• **Work instruction**
The records below should be printed once more, exactly as they appear.
═══ Supplied data ═══
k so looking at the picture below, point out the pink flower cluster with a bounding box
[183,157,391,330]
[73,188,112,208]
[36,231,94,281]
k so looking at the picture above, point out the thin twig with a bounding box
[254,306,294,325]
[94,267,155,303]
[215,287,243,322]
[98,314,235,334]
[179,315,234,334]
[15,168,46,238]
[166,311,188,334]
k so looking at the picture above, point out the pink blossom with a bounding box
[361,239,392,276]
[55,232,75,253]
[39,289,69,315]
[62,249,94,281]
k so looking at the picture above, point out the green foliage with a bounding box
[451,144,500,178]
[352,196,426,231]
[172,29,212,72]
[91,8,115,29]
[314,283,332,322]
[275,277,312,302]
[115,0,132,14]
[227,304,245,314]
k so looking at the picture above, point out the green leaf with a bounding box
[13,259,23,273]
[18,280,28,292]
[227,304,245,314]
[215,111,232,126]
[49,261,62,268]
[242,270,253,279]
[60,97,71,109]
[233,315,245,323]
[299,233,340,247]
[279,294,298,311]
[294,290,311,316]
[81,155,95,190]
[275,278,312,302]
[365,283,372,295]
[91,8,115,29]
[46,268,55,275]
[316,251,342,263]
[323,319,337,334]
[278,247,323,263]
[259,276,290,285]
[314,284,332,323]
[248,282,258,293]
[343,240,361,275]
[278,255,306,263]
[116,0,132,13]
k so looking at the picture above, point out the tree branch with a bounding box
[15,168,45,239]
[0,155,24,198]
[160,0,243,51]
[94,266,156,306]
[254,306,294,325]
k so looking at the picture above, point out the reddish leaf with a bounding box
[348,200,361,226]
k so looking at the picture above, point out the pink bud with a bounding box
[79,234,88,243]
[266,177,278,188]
═══
• **Task answer**
k so looking at the picture below, point out the pink flower cluster with a bounding box
[183,157,391,330]
[73,188,112,208]
[36,231,94,281]
k so looking at the picture above, point out the thin twig with a bounding box
[254,306,294,325]
[94,267,155,303]
[215,287,243,322]
[98,314,235,334]
[179,315,234,334]
[15,168,46,238]
[166,311,188,334]
k so looking at the picture above, point out the pink blossom with a bounding box
[361,239,392,276]
[55,232,75,253]
[39,289,69,315]
[62,249,94,281]
k so looking at the picture above, point out the green foliage with a bounding box
[451,144,500,178]
[352,196,426,231]
[172,29,212,72]
[91,8,115,29]
[314,283,332,322]
[275,277,312,302]
[115,0,132,14]
[227,304,245,314]
k so looking at the picture above, point out the green leaf with a bounding box
[13,259,23,273]
[18,280,28,292]
[227,304,245,314]
[215,111,232,126]
[49,261,62,268]
[242,270,253,279]
[60,97,71,109]
[233,315,245,323]
[299,233,340,247]
[279,294,298,311]
[294,290,311,316]
[81,155,95,190]
[275,278,312,302]
[365,283,372,295]
[91,8,115,29]
[46,268,55,275]
[316,251,342,263]
[323,319,337,334]
[278,247,323,263]
[259,276,290,285]
[314,284,332,323]
[248,282,258,293]
[343,240,361,275]
[278,255,306,263]
[116,0,132,13]
k so looking at the picture above, point out the tree branch with a bounding box
[15,168,45,239]
[0,155,24,198]
[160,0,243,51]
[94,266,156,306]
[254,306,294,325]
k so looking at the picture above, point out the reddish leaf with a bounding box
[348,200,361,226]
k so looking at the picture above, point out the pink bud with a bounding box
[79,234,88,243]
[266,177,278,188]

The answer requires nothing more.